Aufgabenstellung a:
Kopiere aus dem Text über Klugheit und Medienkritik den Teil, der bei den Worten „In letzter Zeit“ beginnt und nach den Worten „das politische Tagesgeschehen.“ endet, Wort für Wort.

Textabschnitt:
'''

In letzter Zeit stelle ich immer wieder fest, dass es unterschiedliche Bereiche der Reflektion gibt. Die Klugheit eines Menschen sagt meist nur wenig über seine Reflektiertheit über die ihn im Alltag umgebenden Strukturen aus. Die Anwendung der intellektuellen Fähigkeiten beschränkt sich meist auf die eigene Arbeit und das politische Tagesgeschehen.
Für den gebildeten Bürger ist es klar, dass er eine Meinung zum tagespolitischen Geschehen hat – zu all den Skandalen, zu den Gesetzesinitiativen oder zu den Protestbewegungen. Weniger klar ist jedoch, ob er auch eine Meinung zu den medialen Strukturen hat, in denen ihm all das dargeboten wird. Ist ihm klar, dass die Berichterstattung über ein Ereignis extrem einseitig sein kann und dass es ebenso andere Positionen geben kann, die medial nicht genannt werden? Ist ihm klar, dass die medialen Strukturen der Aufmerksamkeitserzeugung eine Berichterstattung über viele, alltägliche Themen gar nicht erlauben? Diese medienkritischen Fragen ließen sich fortsetzen. Dabei ist es für mich immer wieder erstaunlich, wie parallel die Argumentationen wirklich kluger Menschen zu denen der Medien verlaufen – insbesondere auch von Menschen, die gesellschaftlich zum Inbegriff von Klugheit gemacht werden: Von Universitätsprofessoren.

'''

Datensätze:
'''

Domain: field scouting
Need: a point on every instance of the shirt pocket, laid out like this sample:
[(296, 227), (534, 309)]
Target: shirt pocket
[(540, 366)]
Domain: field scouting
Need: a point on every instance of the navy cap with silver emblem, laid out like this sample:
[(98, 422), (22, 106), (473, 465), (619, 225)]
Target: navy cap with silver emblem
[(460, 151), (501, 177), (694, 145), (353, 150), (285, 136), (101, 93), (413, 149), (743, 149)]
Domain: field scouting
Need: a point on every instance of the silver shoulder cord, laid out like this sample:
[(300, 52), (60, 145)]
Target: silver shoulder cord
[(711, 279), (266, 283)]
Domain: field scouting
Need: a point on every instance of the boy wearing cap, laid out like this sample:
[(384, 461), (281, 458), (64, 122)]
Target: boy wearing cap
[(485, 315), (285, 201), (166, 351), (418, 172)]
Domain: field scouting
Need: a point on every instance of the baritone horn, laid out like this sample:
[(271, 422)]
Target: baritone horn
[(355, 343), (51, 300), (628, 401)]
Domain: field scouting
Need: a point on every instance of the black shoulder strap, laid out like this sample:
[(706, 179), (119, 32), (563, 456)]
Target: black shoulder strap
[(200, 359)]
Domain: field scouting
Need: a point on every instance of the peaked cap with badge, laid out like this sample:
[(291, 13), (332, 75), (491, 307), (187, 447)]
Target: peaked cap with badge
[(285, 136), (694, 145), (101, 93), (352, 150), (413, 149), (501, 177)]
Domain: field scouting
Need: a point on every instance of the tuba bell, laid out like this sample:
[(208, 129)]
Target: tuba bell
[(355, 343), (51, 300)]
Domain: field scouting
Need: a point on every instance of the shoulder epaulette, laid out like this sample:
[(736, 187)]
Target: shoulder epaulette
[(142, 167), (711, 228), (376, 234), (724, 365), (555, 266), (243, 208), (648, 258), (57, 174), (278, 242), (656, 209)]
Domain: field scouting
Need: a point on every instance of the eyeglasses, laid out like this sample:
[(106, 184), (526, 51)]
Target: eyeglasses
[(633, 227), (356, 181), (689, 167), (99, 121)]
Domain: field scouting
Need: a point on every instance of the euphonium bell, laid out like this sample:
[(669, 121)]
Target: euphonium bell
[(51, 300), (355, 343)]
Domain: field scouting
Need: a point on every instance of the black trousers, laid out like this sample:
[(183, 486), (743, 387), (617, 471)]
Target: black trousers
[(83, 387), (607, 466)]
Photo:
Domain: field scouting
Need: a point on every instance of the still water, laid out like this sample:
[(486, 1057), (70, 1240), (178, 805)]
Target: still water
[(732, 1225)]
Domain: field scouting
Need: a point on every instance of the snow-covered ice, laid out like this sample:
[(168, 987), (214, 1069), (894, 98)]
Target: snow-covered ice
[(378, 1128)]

'''

Aufgabenstellung b:
Stelle die Zeilen der Datensätze als Markdown-Tabelle mit den Spalten „Nummer“ und „Zeile“ dar und lass Leerzeilen weg. Beginne bei der ersten Zeile der Datensätze und höre nach der Zeile auf, die „149), (501, 177)]“ enthält.

Vollständige Lösung a:
In letzter Zeit stelle ich immer wieder fest, dass es unterschiedliche Bereiche der Reflektion gibt. Die Klugheit eines Menschen sagt meist nur wenig über seine Reflektiertheit über die ihn im Alltag umgebenden Strukturen aus. Die Anwendung der intellektuellen Fähigkeiten beschränkt sich meist auf die eigene Arbeit und das politische Tagesgeschehen.

Vollständige Lösung b:
| Nummer | Zeile |
|---|---|
| 1 | Domain: field scouting |
| 2 | Need: a point on every instance of the shirt pocket, laid out like this sample: |
| 3 | [(296, 227), (534, 309)] |
| 4 | Target: shirt pocket |
| 5 | [(540, 366)] |
| 6 | Domain: field scouting |
| 7 | Need: a point on every instance of the navy cap with silver emblem, laid out like this sample: |
| 8 | [(98, 422), (22, 106), (473, 465), (619, 225)] |
| 9 | Target: navy cap with silver emblem |
| 10 | [(460, 151), (501, 177), (694, 145), (353, 150), (285, 136), (101, 93), (413, 149), (743, 149)] |
| 11 | Domain: field scouting |
| 12 | Need: a point on every instance of the silver shoulder cord, laid out like this sample: |
| 13 | [(300, 52), (60, 145)] |
| 14 | Target: silver shoulder cord |
| 15 | [(711, 279), (266, 283)] |
| 16 | Domain: field scouting |
| 17 | Need: a point on every instance of the boy wearing cap, laid out like this sample: |
| 18 | [(384, 461), (281, 458), (64, 122)] |
| 19 | Target: boy wearing cap |
| 20 | [(485, 315), (285, 201), (166, 351), (418, 172)] |
| 21 | Domain: field scouting |
| 22 | Need: a point on every instance of the baritone horn, laid out like this sample: |
| 23 | [(271, 422)] |
| 24 | Target: baritone horn |
| 25 | [(355, 343), (51, 300), (628, 401)] |
| 26 | Domain: field scouting |
| 27 | Need: a point on every instance of the black shoulder strap, laid out like this sample: |
| 28 | [(706, 179), (119, 32), (563, 456)] |
| 29 | Target: black shoulder strap |
| 30 | [(200, 359)] |
| 31 | Domain: field scouting |
| 32 | Need: a point on every instance of the peaked cap with badge, laid out like this sample: |
| 33 | [(291, 13), (332, 75), (491, 307), (187, 447)] |
| 34 | Target: peaked cap with badge |
| 35 | [(285, 136), (694, 145), (101, 93), (352, 150), (413, 149), (501, 177)] |